* Task objective
Repeat exactly, and only, the lines of the material below from the one that contains "Target: pink collar" through its final line.

>>>

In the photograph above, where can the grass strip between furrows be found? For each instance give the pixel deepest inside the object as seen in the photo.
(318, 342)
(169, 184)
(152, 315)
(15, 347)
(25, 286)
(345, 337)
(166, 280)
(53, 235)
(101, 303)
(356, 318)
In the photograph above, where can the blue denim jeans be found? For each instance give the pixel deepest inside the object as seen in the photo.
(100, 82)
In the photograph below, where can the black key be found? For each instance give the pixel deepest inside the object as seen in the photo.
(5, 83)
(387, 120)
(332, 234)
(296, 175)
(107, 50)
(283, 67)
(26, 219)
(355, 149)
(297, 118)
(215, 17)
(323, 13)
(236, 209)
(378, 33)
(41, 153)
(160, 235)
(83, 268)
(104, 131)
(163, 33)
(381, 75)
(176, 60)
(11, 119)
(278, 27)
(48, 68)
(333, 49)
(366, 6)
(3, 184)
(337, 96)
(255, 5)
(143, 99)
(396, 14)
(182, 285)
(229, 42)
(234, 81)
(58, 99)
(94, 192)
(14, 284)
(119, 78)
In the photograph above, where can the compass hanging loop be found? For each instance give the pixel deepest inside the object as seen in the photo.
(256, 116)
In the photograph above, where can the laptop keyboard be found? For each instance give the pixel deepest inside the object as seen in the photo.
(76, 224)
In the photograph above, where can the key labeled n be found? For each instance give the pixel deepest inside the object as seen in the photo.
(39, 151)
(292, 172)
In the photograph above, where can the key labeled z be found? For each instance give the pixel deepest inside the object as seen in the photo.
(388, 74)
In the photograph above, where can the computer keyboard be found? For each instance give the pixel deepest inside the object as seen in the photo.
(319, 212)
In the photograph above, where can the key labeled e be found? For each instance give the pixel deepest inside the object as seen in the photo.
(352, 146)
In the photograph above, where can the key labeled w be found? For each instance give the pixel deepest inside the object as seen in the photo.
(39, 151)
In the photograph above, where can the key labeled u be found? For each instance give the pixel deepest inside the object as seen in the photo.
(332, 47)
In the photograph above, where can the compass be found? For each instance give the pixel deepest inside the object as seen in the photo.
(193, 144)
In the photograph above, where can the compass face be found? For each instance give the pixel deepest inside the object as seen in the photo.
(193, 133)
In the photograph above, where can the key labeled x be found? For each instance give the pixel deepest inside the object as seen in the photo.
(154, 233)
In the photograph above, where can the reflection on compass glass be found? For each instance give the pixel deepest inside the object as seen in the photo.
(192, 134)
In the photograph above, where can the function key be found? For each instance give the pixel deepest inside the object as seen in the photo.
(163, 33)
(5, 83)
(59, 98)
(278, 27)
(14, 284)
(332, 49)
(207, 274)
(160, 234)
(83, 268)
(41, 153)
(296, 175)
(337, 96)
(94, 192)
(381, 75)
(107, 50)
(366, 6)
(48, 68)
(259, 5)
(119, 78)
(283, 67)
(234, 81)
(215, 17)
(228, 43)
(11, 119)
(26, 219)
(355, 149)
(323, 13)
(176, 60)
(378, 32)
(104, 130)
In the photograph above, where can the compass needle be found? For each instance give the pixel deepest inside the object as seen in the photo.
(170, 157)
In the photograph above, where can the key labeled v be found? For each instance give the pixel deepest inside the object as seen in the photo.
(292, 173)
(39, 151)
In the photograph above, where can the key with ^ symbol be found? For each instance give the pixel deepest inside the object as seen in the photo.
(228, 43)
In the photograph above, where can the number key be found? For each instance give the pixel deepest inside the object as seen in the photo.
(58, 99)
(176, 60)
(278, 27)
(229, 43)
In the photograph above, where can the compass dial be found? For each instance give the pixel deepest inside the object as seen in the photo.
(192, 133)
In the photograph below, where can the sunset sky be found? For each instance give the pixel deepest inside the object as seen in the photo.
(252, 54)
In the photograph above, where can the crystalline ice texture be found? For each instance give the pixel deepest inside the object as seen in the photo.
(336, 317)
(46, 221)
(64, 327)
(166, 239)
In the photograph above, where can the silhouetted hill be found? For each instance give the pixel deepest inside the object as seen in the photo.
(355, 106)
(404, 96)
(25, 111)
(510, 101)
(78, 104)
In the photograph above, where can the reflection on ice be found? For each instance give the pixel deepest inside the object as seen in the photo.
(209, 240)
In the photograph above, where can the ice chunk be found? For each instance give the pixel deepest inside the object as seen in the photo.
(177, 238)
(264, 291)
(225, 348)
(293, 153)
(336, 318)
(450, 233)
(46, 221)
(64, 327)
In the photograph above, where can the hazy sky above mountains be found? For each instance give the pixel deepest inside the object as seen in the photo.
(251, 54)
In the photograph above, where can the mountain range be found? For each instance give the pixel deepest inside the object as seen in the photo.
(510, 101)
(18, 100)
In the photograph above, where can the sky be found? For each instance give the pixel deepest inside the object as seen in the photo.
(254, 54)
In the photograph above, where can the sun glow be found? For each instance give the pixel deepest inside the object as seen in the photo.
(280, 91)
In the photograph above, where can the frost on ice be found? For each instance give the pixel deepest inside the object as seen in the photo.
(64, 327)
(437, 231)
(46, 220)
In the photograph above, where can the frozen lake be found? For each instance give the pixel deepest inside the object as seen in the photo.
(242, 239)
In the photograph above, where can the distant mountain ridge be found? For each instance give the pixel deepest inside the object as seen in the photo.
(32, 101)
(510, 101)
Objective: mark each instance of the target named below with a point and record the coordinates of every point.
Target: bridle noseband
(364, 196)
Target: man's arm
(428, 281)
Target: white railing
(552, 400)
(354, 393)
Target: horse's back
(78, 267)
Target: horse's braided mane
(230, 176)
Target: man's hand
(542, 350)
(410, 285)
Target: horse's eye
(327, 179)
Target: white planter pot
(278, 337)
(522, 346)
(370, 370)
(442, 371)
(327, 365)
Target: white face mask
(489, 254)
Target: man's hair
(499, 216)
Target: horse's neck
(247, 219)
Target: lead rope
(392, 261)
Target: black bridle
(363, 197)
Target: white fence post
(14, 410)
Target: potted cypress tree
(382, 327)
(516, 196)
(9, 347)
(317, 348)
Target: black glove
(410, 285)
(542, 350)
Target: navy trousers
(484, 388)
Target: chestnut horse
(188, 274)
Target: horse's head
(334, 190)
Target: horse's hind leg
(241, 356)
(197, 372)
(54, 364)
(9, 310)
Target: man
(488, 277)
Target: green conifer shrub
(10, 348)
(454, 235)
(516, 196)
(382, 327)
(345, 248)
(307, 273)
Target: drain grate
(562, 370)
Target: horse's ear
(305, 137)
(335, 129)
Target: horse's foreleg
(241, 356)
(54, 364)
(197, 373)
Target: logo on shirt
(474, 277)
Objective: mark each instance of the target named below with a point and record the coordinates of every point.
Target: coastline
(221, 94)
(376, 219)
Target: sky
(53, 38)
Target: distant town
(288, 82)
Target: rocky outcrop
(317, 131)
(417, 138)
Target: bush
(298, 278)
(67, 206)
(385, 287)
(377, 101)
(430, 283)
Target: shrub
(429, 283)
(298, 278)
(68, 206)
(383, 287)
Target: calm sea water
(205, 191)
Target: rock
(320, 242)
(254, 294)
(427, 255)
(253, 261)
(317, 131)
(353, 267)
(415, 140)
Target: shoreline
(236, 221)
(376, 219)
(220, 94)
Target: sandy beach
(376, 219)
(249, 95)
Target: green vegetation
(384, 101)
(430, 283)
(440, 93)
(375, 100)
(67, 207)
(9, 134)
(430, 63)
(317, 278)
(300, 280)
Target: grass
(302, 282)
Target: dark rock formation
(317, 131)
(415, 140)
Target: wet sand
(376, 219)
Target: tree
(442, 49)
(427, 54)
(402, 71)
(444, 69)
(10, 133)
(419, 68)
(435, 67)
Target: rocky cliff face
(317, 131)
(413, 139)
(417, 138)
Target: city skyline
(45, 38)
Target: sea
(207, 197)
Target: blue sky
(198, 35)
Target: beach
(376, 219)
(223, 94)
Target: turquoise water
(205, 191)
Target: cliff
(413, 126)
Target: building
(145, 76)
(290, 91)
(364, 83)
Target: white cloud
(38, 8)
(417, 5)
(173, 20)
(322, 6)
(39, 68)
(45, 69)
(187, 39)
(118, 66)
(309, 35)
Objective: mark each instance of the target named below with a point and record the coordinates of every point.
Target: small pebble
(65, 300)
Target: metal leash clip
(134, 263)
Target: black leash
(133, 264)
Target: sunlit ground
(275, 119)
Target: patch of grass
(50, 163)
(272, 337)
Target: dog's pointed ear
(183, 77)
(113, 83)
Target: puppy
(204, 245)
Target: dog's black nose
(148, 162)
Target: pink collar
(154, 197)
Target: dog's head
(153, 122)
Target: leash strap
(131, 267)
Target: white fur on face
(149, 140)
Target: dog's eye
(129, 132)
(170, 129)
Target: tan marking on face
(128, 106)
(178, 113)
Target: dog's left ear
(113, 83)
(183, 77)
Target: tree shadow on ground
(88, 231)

<<<

* Solution to the problem
Target: pink collar
(154, 197)
Target: dog's head
(153, 122)
Target: leash strap
(131, 267)
Target: white fur on face
(149, 140)
Target: dog's eye
(129, 132)
(170, 129)
Target: tan marking on face
(128, 106)
(178, 113)
Target: dog's left ear
(113, 83)
(183, 77)
Target: tree shadow on ground
(88, 231)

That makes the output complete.